» Goal
Write the next part of the wrestling match report below, picking up after its final sentence.

[Start Given text]

Kicks from Robinson followed, including some with the chain wrapped around his leg for extra whiplash… but Ridgeway grabs the leg and scores with a chain-assisted Dragon screw, then a chain-assisted STF as they ended up quickly in the ropes. Robinson tries to run, but the chain’s just pulled up between his legs for a low blow, as he’s taken back inside for more kicks to the chest. A punch to the balls sees Robinson equalise things in terms of low blows, but he can’t score with a double stomp as Ridgeway lands a strait-jacket chain-assisted German suplex for a two-count. More kicks are exchanged between both men, with Ridgeway eventually pulling Robinson in as he’s hit with an unexpected knee for a near-fall.

There’s a curb stomp from Robinson for a near-fall as Ridgeway was living up to the nickname… and sure enough, the chain’s back in use moments later as Ridgeway ripcords Robinson into a roundhouse kick, before an axe kick and an ankle lock – complete with some chain choking – led to Robinson passing out as the referee stopped the match. This was much better than Chapter 80’s kick-a-thon; the match was solid, but it sure did feel like they were rushing to get to the chain stipulation. ***¼

British Strong Style (Pete Dunne, Trent Seven & Tyler Bate) vs. CCK (Chris Brookes & Jonathan Gresham) & Timothy Thatcher
It was a mash-up between CCK and the Calamari Thatch Kings (sorry, Lykos wasn’t back… yet) as we got our first BSS trios match since the Germany tour. Yes, that doesn’t spell out CCK, but let’s go with it…

Aw bless, Tyler looked so odd-man-out without any belt to speak of.

Apparently Trent requested this was under lucha tag rules, which means we don’t need to arse about with tags. Yeah, there’s tonnes of shenanigans, as these matches are want to have, and we start with Gresham and Dunne for what I’d expect would be the straightest wrestling we’ll get in this match. Dunne uses a neat monkey flip to try and get the upper hand, but Gresham slips out into a leg grapevine as some disco lights suddenly flashed above the ring.

Dunne grabbed a toe-hold, one that Gresham escaped from before we got tags for Brookes and Bate as Timothy Thatcher looked bemused. You and me both. Tyler gets some help from Pete Dunne for some rope walking that turned into a lucha armdrag, before he escaped from a Brookes headlock as we got shoulder tackles, lucha roll throughs and almost a roll-up from Brookes. Brookes and Bate kiss, so we get a tag… and you know what this is building to. The look on Thatcher’s face was comedy, especially as he got “pucker up” chants once Trent tagged in. He clings onto a side headlock on Trent, then an armbar as they backed up into the ropes. Trent replied with a chop, but it barely fazed Thatcher… so Trent grabs a headlock and comes in with the trunk-heightening shoulder tackles. He didn’t have to go quite full Iron Mike Sharpe to get Thatcher down, but he’s quickly caught in a single leg crab as Thatcher looked for retaliation.

[End Given text]
[Start Excerpted records]

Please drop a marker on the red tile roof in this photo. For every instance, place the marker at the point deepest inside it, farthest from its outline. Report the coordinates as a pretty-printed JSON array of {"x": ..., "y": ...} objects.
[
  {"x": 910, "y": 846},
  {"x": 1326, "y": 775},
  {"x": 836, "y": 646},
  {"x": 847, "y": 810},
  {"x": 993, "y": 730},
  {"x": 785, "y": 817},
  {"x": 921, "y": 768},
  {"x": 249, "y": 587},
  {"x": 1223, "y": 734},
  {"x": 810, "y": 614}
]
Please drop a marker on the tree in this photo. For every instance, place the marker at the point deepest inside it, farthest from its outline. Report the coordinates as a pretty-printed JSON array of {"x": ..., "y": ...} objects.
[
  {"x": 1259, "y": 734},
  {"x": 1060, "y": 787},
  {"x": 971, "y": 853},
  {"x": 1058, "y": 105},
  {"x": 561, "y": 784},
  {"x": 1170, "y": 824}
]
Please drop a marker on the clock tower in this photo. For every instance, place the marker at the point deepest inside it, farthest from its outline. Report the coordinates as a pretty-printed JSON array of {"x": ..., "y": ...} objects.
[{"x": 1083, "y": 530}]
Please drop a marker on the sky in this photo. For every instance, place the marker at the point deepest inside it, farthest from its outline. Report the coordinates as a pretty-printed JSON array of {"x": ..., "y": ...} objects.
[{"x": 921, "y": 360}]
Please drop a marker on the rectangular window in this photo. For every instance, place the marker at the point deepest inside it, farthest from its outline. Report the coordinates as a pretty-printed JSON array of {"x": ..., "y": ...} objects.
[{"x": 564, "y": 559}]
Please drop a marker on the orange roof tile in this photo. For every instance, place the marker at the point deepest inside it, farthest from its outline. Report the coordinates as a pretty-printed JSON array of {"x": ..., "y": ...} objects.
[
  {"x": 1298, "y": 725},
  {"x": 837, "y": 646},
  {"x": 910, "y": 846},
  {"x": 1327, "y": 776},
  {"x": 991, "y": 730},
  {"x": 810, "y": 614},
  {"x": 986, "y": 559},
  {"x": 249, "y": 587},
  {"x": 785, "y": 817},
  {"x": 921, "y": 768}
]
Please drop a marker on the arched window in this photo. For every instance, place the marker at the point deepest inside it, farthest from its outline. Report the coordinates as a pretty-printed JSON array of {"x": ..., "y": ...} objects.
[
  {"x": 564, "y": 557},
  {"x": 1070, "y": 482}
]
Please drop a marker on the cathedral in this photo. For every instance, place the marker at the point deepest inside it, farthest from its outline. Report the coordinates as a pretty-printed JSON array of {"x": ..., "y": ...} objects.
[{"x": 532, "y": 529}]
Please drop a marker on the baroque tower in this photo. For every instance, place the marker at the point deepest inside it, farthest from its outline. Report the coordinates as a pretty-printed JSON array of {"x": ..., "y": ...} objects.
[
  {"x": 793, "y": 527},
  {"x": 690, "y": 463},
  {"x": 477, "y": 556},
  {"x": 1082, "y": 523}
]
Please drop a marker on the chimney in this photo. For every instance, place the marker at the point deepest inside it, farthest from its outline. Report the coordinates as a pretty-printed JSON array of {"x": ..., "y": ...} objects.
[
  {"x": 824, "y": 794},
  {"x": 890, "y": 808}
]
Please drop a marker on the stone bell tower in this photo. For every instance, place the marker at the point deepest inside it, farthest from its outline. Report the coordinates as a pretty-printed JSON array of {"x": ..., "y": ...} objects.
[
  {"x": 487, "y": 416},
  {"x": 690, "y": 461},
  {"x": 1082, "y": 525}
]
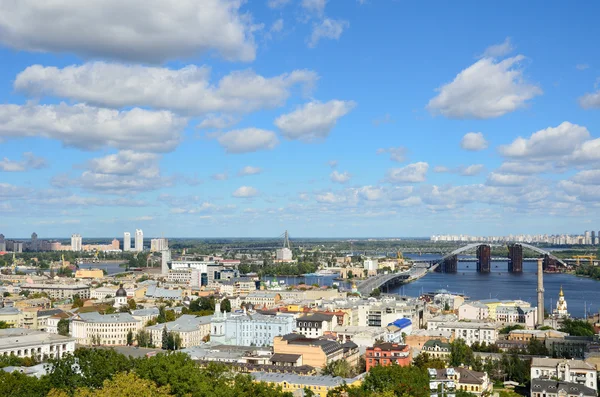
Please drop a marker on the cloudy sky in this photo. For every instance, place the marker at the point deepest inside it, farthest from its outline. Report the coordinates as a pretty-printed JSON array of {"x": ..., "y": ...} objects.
[{"x": 208, "y": 118}]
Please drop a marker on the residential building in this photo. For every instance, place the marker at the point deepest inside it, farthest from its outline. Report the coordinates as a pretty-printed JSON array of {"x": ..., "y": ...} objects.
[
  {"x": 574, "y": 371},
  {"x": 249, "y": 329},
  {"x": 126, "y": 241},
  {"x": 553, "y": 388},
  {"x": 477, "y": 383},
  {"x": 159, "y": 244},
  {"x": 435, "y": 348},
  {"x": 315, "y": 352},
  {"x": 313, "y": 325},
  {"x": 139, "y": 240},
  {"x": 59, "y": 291},
  {"x": 76, "y": 242},
  {"x": 22, "y": 342},
  {"x": 192, "y": 330},
  {"x": 296, "y": 384},
  {"x": 385, "y": 354},
  {"x": 103, "y": 329},
  {"x": 472, "y": 332}
]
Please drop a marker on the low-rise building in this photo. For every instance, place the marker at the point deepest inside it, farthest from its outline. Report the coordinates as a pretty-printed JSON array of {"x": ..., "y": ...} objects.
[
  {"x": 296, "y": 384},
  {"x": 103, "y": 329},
  {"x": 385, "y": 354},
  {"x": 192, "y": 330},
  {"x": 22, "y": 342},
  {"x": 553, "y": 388},
  {"x": 574, "y": 371}
]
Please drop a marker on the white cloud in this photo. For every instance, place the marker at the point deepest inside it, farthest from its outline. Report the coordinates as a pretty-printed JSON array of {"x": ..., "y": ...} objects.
[
  {"x": 134, "y": 30},
  {"x": 187, "y": 90},
  {"x": 217, "y": 122},
  {"x": 125, "y": 172},
  {"x": 397, "y": 154},
  {"x": 327, "y": 29},
  {"x": 91, "y": 128},
  {"x": 498, "y": 50},
  {"x": 486, "y": 89},
  {"x": 498, "y": 179},
  {"x": 548, "y": 143},
  {"x": 590, "y": 100},
  {"x": 314, "y": 6},
  {"x": 29, "y": 162},
  {"x": 277, "y": 3},
  {"x": 412, "y": 173},
  {"x": 473, "y": 141},
  {"x": 277, "y": 26},
  {"x": 247, "y": 140},
  {"x": 472, "y": 170},
  {"x": 340, "y": 177},
  {"x": 245, "y": 192},
  {"x": 220, "y": 176},
  {"x": 249, "y": 170},
  {"x": 314, "y": 120}
]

[End Excerpted records]

» Exercise result
The comedy pay-off to the kissing came when Thatcher grabbed Trent’s throat and slapped him down a la Santos, which sparked a brief melee as we reset back to Dunne and Gresham briefly. Trent and Timothy quickly come back in for chops, but Thatcher’s in with a Hardcore Holly kick to the stomach as the pace started to quicken. A deadlift German suplex with Moustache Mountain nearly put Brookes away, before Trent’s assisted back senton flattens Brookes for a two-count.

Dunne takes over with stomps and kicks, before Trent got a two-count out of a knee drop. Some triple-teaming is next as Brookes is cornered… but he lifts Pete and Tyler onto the apron, then watches as British Strong Style ate themselves before a flying back senton gets Brookes free. In comes Gresham, who whips Bate into a corner for a running series of back elbows, then a high-speed Shibata-ish dropkick, only for Pete Dunne’s enziguiri to stop him in his tracks. A Parade of Moves breaks out next, with Thatcher going hog wild with those belly-to-belly suplexes, at least until Pete Dunne bit and finger snapped his way out of it. An ankle lock from Thatcher on Dunne just brings Trent in with a chop… but Thatcher barely shrugs as they exchange chops for fun, then lariat each other as both men rolled to the outside.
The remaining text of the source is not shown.